> [PAGE EXTRACT]:
A chronic cough tends to have a more profound effect on women than men, research suggests.
Chronic cough can be a disabling illness
Severe symptoms such as headache, painful breathing, nausea and urinary incontinence were more common among women.
Women also tended to be more embarrassed than men about negative social responses to their cough.
The study, by the University of Massachusetts Medical School, is published in the journal Chest.
The researchers found that more women than men seek medical care for chronic cough.
They compared data on 116 women and 56 men who were undergoing medical care for chronic cough with that on a control group of 31 smokers who coughed a lot, but who had not sought medical care.
Not only did significantly more women than men report physical symptoms associated with their cough, they were also more likely to register associated social problems.
These included embarrassment, family rows and upset caused by the response of other people.
No obvious explanation
Professor Andrew Peacock, director of communications at the British Thoracic Society, told BBC News Online: "I can think of no physiological reason why chronic cough should have more of an impact on women than men.

> [DATA]:
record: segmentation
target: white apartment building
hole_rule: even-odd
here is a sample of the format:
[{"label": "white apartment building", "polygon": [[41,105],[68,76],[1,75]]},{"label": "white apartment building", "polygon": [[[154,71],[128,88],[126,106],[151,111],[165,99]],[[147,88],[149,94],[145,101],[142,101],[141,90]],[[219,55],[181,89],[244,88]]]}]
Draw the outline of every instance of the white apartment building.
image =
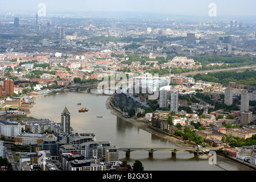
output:
[{"label": "white apartment building", "polygon": [[226,88],[224,91],[224,103],[228,106],[233,104],[233,89]]},{"label": "white apartment building", "polygon": [[250,95],[247,92],[241,94],[241,111],[247,112],[249,111]]},{"label": "white apartment building", "polygon": [[2,136],[14,138],[20,134],[22,126],[18,122],[10,121],[7,119],[0,120],[0,131]]},{"label": "white apartment building", "polygon": [[159,107],[167,107],[167,90],[163,89],[162,90],[160,90],[159,92]]},{"label": "white apartment building", "polygon": [[177,112],[178,111],[179,93],[177,91],[171,92],[171,111]]}]

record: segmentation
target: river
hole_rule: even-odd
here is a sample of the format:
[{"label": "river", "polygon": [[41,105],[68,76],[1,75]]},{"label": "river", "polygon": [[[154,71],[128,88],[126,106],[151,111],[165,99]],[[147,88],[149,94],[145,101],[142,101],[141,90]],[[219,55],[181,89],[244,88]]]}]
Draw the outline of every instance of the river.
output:
[{"label": "river", "polygon": [[[109,96],[101,95],[97,90],[60,92],[40,97],[30,109],[28,116],[38,119],[47,118],[60,123],[60,115],[65,106],[71,113],[71,126],[74,133],[93,133],[97,141],[110,141],[118,147],[175,147],[183,144],[175,143],[154,132],[148,132],[112,114],[106,106]],[[79,102],[81,105],[77,105]],[[88,112],[79,113],[81,107]],[[102,116],[102,118],[97,118]],[[138,121],[138,122],[139,122]],[[170,137],[171,138],[171,137]],[[119,152],[119,159],[127,160],[133,166],[139,160],[146,171],[242,171],[253,169],[217,155],[217,164],[208,162],[210,156],[207,154],[194,156],[188,151],[180,151],[176,156],[170,151],[156,151],[150,156],[146,151],[134,151],[129,157]]]}]

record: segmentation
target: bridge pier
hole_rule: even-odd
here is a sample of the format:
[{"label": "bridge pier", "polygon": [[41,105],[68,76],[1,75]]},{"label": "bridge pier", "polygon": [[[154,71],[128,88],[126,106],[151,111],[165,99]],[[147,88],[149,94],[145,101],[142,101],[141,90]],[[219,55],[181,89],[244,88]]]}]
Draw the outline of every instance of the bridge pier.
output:
[{"label": "bridge pier", "polygon": [[194,155],[199,155],[199,149],[196,150],[196,152],[194,152]]},{"label": "bridge pier", "polygon": [[151,149],[151,150],[150,152],[148,152],[148,155],[149,156],[154,155],[154,150]]},{"label": "bridge pier", "polygon": [[174,151],[172,152],[172,155],[176,156],[177,154],[177,150],[176,149],[174,149]]},{"label": "bridge pier", "polygon": [[125,152],[125,155],[126,156],[130,156],[130,154],[131,154],[131,152],[130,152],[130,150],[128,150],[128,151],[127,151],[126,152]]}]

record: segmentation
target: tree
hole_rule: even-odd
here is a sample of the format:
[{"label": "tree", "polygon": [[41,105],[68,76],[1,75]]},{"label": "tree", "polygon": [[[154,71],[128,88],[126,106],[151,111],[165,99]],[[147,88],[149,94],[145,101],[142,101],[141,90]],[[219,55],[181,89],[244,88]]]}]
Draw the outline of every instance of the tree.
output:
[{"label": "tree", "polygon": [[128,113],[128,114],[129,114],[130,116],[134,115],[135,115],[135,114],[136,114],[136,112],[135,112],[135,109],[134,109],[134,108],[131,109],[129,110],[129,113]]},{"label": "tree", "polygon": [[181,130],[177,130],[175,131],[175,135],[178,136],[181,136],[183,133],[182,133]]},{"label": "tree", "polygon": [[144,167],[141,161],[135,160],[134,163],[133,163],[133,170],[137,171],[144,171]]}]

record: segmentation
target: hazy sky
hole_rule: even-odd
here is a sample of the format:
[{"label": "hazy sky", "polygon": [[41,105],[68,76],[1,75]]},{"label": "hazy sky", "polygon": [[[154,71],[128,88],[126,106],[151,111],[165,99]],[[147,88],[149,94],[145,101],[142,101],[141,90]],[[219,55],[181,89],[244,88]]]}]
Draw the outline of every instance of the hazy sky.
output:
[{"label": "hazy sky", "polygon": [[206,16],[209,5],[214,3],[217,15],[256,15],[256,0],[1,0],[0,11],[36,13],[40,3],[48,13],[118,11]]}]

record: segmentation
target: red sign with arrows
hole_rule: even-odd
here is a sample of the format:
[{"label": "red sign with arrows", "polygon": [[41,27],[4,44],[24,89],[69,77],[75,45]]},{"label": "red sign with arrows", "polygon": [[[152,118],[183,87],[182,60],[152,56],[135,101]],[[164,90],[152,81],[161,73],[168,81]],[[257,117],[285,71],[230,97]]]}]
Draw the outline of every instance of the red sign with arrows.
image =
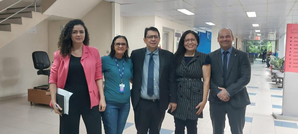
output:
[{"label": "red sign with arrows", "polygon": [[298,73],[298,24],[287,24],[285,71]]}]

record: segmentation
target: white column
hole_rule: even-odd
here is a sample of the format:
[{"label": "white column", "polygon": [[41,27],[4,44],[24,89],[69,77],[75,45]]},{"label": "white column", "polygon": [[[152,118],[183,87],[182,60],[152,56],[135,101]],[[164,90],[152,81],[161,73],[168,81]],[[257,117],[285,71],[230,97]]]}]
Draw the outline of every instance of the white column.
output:
[{"label": "white column", "polygon": [[212,34],[211,38],[211,52],[214,51],[221,47],[219,44],[217,42],[218,32],[219,32],[221,29],[220,28],[215,27],[212,27]]},{"label": "white column", "polygon": [[111,2],[112,5],[112,40],[121,33],[120,4]]}]

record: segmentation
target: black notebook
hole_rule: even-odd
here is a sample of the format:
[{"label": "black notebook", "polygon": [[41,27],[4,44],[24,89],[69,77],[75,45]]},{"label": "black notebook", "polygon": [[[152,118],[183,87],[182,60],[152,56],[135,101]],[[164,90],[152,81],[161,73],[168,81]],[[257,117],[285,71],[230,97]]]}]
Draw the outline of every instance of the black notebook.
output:
[{"label": "black notebook", "polygon": [[[62,110],[60,110],[60,112],[63,114],[65,114],[65,110],[64,110],[65,107],[65,97],[63,95],[61,95],[58,94],[56,94],[56,102],[57,104],[58,104],[60,107],[62,108]],[[56,106],[53,106],[53,107],[55,107],[55,108],[57,108],[56,107]]]}]

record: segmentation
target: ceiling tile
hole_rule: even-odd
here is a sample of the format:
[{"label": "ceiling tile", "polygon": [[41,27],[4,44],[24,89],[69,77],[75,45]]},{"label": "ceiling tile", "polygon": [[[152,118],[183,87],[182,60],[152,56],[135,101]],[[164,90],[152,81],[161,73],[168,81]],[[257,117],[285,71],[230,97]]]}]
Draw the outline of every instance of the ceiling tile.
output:
[{"label": "ceiling tile", "polygon": [[243,6],[245,12],[257,12],[267,10],[267,4],[244,5]]},{"label": "ceiling tile", "polygon": [[284,2],[268,4],[268,11],[289,10],[294,2]]},{"label": "ceiling tile", "polygon": [[244,12],[244,10],[241,6],[234,6],[219,7],[224,13]]},{"label": "ceiling tile", "polygon": [[218,7],[227,7],[230,6],[240,5],[238,0],[212,0],[215,5]]},{"label": "ceiling tile", "polygon": [[105,0],[110,2],[114,2],[120,4],[126,4],[142,3],[155,2],[154,0]]},{"label": "ceiling tile", "polygon": [[210,7],[216,6],[209,0],[184,0],[184,1],[197,8]]},{"label": "ceiling tile", "polygon": [[240,0],[242,5],[254,5],[267,4],[267,0]]},{"label": "ceiling tile", "polygon": [[188,9],[187,9],[196,14],[202,13],[207,14],[212,13],[223,13],[221,10],[217,7]]},{"label": "ceiling tile", "polygon": [[182,0],[163,2],[159,2],[159,3],[164,6],[168,6],[175,9],[185,9],[195,7]]}]

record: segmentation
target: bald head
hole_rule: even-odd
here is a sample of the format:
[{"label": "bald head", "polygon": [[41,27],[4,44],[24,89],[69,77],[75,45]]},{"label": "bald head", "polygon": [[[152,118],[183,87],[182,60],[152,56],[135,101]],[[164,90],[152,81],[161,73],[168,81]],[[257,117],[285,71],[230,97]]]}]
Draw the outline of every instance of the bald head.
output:
[{"label": "bald head", "polygon": [[229,28],[224,28],[220,30],[219,31],[218,31],[218,37],[219,37],[219,33],[222,30],[223,30],[223,29],[229,30],[229,31],[230,32],[231,32],[231,35],[232,35],[232,36],[233,36],[233,32],[232,32],[232,30],[231,30],[231,29],[230,29]]}]

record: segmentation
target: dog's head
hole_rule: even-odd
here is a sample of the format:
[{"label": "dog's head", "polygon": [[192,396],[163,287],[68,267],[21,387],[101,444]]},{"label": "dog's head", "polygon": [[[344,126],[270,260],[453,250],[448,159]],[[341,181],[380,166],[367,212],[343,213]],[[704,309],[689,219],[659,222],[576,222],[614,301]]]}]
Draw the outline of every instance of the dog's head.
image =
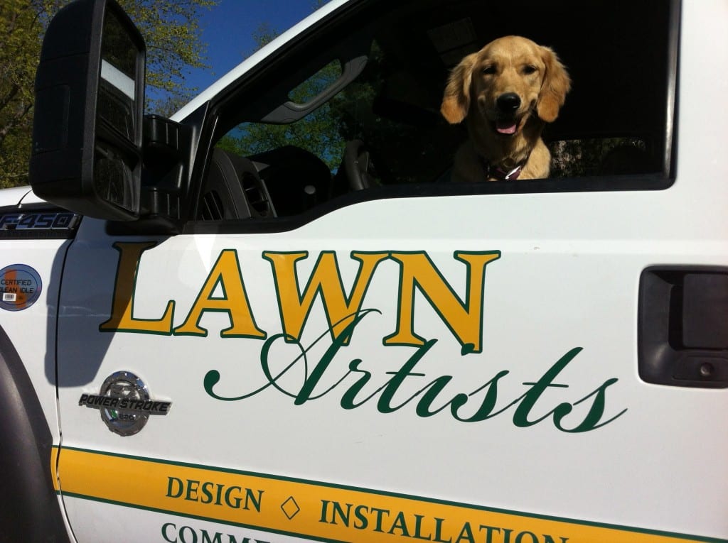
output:
[{"label": "dog's head", "polygon": [[534,111],[545,122],[555,121],[570,87],[569,74],[553,51],[508,36],[455,67],[440,112],[456,124],[472,106],[495,134],[509,137],[519,133]]}]

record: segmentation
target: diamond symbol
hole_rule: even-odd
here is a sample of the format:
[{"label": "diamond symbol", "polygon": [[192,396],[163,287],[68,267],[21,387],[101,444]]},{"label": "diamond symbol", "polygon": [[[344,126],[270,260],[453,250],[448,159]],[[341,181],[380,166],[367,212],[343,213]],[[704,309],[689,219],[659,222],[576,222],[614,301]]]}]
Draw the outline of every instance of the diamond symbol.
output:
[{"label": "diamond symbol", "polygon": [[280,509],[283,512],[283,514],[288,518],[289,520],[298,515],[298,511],[301,510],[301,507],[296,503],[296,500],[293,499],[293,496],[281,504]]}]

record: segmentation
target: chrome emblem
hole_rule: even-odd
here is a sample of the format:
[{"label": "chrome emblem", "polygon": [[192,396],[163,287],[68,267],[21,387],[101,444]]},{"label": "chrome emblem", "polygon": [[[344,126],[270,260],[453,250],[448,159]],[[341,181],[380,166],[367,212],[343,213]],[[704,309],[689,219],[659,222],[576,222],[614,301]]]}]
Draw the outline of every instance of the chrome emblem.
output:
[{"label": "chrome emblem", "polygon": [[130,371],[116,371],[101,385],[98,394],[82,394],[79,406],[101,411],[101,420],[119,435],[133,435],[146,425],[150,415],[166,415],[172,402],[149,398],[144,382]]}]

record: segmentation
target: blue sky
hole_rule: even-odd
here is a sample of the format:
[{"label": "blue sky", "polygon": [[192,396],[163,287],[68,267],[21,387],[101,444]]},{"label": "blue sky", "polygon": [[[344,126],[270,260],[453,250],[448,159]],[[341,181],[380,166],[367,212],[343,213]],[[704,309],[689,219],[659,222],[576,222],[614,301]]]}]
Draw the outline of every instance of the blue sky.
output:
[{"label": "blue sky", "polygon": [[187,76],[191,87],[202,91],[253,52],[253,34],[264,23],[279,33],[314,11],[314,0],[220,0],[202,9],[200,28],[207,44],[207,64]]}]

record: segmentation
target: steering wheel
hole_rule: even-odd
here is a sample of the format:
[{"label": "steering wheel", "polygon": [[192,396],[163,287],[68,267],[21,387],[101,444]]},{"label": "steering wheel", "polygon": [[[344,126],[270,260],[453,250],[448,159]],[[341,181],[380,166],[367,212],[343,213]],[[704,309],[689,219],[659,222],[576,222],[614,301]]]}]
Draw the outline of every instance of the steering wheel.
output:
[{"label": "steering wheel", "polygon": [[363,190],[376,185],[369,150],[361,140],[352,140],[347,143],[344,150],[344,169],[352,190]]}]

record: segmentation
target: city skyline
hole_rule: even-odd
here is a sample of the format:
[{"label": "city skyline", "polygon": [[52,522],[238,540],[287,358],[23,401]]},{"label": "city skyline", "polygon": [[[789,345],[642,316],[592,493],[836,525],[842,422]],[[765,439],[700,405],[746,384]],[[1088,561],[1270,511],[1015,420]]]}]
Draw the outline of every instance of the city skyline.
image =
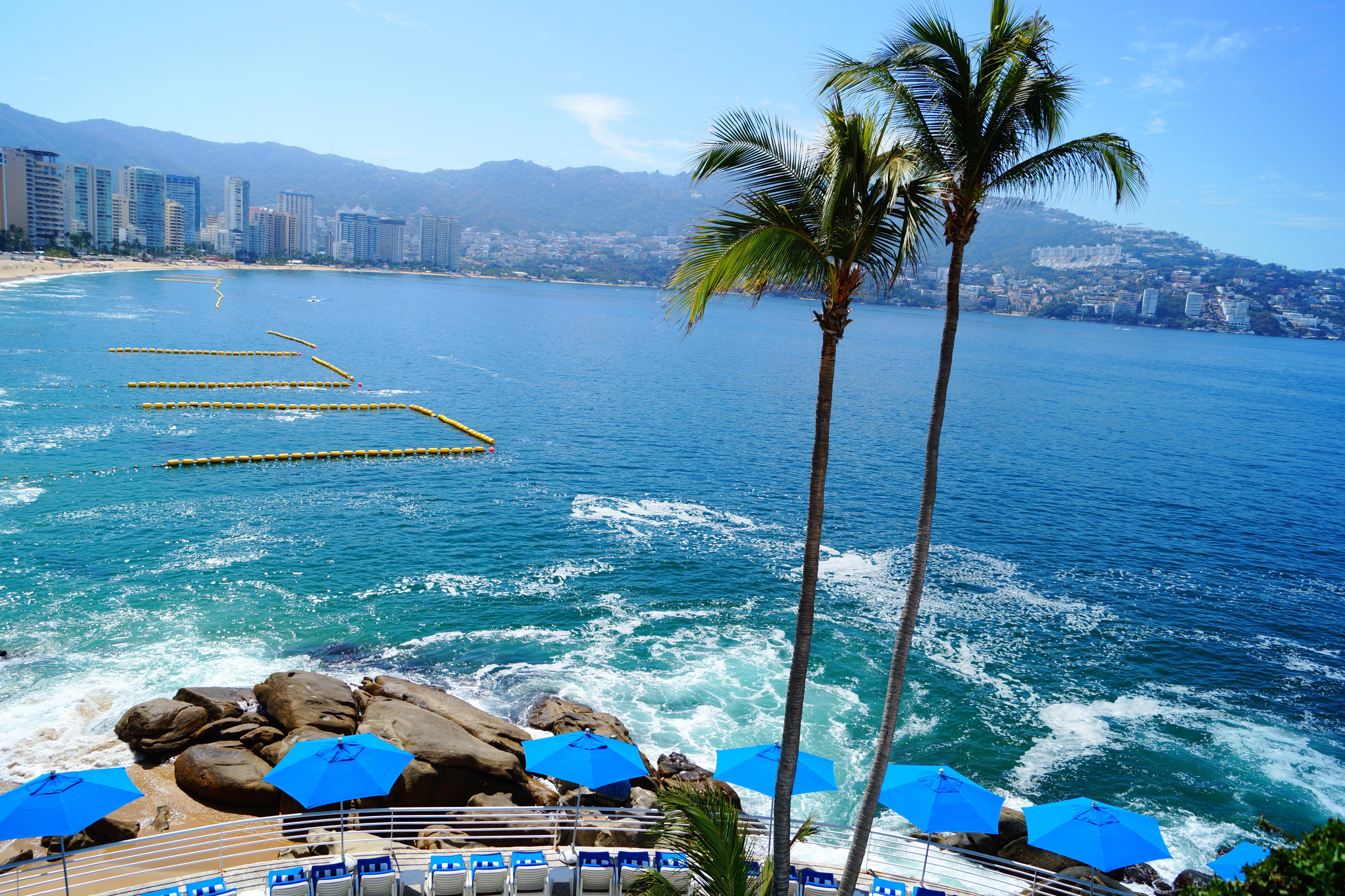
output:
[{"label": "city skyline", "polygon": [[[979,0],[948,5],[968,30],[987,8]],[[484,8],[243,3],[229,16],[252,28],[231,50],[234,89],[245,101],[149,103],[122,85],[159,83],[178,62],[164,54],[116,56],[113,47],[133,36],[132,21],[113,17],[71,34],[69,59],[52,64],[40,42],[16,40],[26,26],[40,24],[40,11],[23,7],[11,13],[5,48],[24,74],[0,99],[59,121],[114,118],[206,140],[277,141],[406,171],[516,157],[549,167],[675,171],[725,106],[765,107],[810,129],[807,73],[816,54],[872,50],[902,8],[847,3],[839,15],[816,17],[788,3],[772,16],[717,7],[716,27],[701,28],[687,24],[701,20],[694,5],[578,16],[533,7],[506,34]],[[223,24],[214,8],[147,4],[144,11],[174,46],[191,46]],[[1084,87],[1077,132],[1116,130],[1151,164],[1151,191],[1138,210],[1069,196],[1054,204],[1293,267],[1345,262],[1338,249],[1345,173],[1333,163],[1340,99],[1326,86],[1340,81],[1332,35],[1345,21],[1341,9],[1278,8],[1268,20],[1248,1],[1139,0],[1122,9],[1061,0],[1042,12]],[[744,44],[748,30],[759,39]],[[281,36],[285,52],[277,54]],[[408,59],[445,40],[453,46],[443,63],[449,87],[433,110],[420,91],[389,89],[398,71],[410,75]],[[389,74],[340,91],[323,87],[313,73],[342,46],[358,46],[362,59]],[[98,78],[94,71],[113,56],[124,78]],[[1267,142],[1274,153],[1264,152]]]}]

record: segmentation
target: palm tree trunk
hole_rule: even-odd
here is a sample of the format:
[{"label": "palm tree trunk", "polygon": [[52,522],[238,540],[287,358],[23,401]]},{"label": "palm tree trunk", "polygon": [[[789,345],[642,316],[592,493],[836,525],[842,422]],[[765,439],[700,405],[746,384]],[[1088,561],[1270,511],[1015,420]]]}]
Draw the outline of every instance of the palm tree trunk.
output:
[{"label": "palm tree trunk", "polygon": [[[784,695],[784,731],[780,735],[780,771],[775,778],[775,857],[771,889],[785,896],[790,889],[790,809],[794,802],[794,774],[799,767],[799,737],[803,725],[803,692],[808,684],[808,650],[812,646],[812,606],[818,592],[818,556],[822,552],[822,513],[827,488],[827,454],[831,442],[831,386],[837,371],[837,343],[841,330],[827,332],[830,316],[822,324],[822,360],[818,364],[818,407],[812,430],[812,477],[808,481],[808,531],[803,541],[803,586],[799,588],[799,619],[794,626],[794,660],[790,686]],[[845,312],[841,313],[845,318]]]},{"label": "palm tree trunk", "polygon": [[[859,799],[859,817],[855,819],[854,837],[850,841],[850,854],[846,856],[845,870],[841,875],[838,891],[850,896],[859,880],[863,857],[869,849],[869,833],[873,830],[873,815],[878,810],[878,791],[892,759],[892,739],[897,731],[897,711],[901,708],[901,686],[907,677],[907,656],[911,653],[911,639],[916,633],[916,617],[920,615],[920,596],[924,592],[925,566],[929,562],[929,529],[933,525],[933,500],[939,486],[939,438],[943,435],[943,408],[948,399],[948,377],[952,375],[952,347],[958,337],[958,296],[962,292],[962,251],[966,243],[952,244],[952,258],[948,262],[948,298],[943,318],[943,343],[939,345],[939,377],[933,386],[933,408],[929,411],[929,433],[925,435],[924,484],[920,488],[920,519],[916,527],[916,551],[911,560],[911,580],[907,583],[907,602],[901,609],[901,625],[897,627],[897,641],[892,647],[892,665],[888,668],[888,693],[882,704],[882,723],[878,727],[878,743],[873,754],[873,767],[869,770],[869,783]],[[929,833],[929,832],[925,832]]]}]

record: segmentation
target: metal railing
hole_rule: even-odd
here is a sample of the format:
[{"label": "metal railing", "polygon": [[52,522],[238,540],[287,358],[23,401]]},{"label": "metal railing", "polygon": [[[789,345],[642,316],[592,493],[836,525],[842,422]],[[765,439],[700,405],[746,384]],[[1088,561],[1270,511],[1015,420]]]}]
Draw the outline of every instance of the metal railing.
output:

> [EXERCISE TASKS]:
a - Answer these from the chronic cough article, one line each, marked the same way:
(i) In which journal is the study published?
(ii) How many smokers made up the control group?
(iii) What position does Andrew Peacock hold at the British Thoracic Society?
b - Please shorten the paragraph of the chronic cough article that begins "They compared data on 116 women" to a single brief sentence that keeps its main facts.
c - Write the next part of the chronic cough article, starting after its final sentence.

> [TASK RESPONSES]:
a -
(i) Chest
(ii) 31
(iii) Director of communications

b - The researchers compared 116 women and 56 men receiving medical care for chronic cough with a control group of 31 heavy-coughing smokers who had not sought care.

c -
"We might be in the realms of psychology, rather than medicine. Symptoms such as nausea tend to be subjective, and difficult to ascribe to any physical differences between the sexes."
Chronic cough is sometimes a sign of a serious underlying illness such as lung cancer, heart failure or tuberculosis.
However, it can often be a relatively trivial condition linked to secretion of mucus from the rear of the nasal cavity into the throat.
It can also be triggered by asthma, and by a condition called gastro-oesophageal reflux, which occurs when the valve at the top of the stomach is weak, and food leaks back into the food pipe.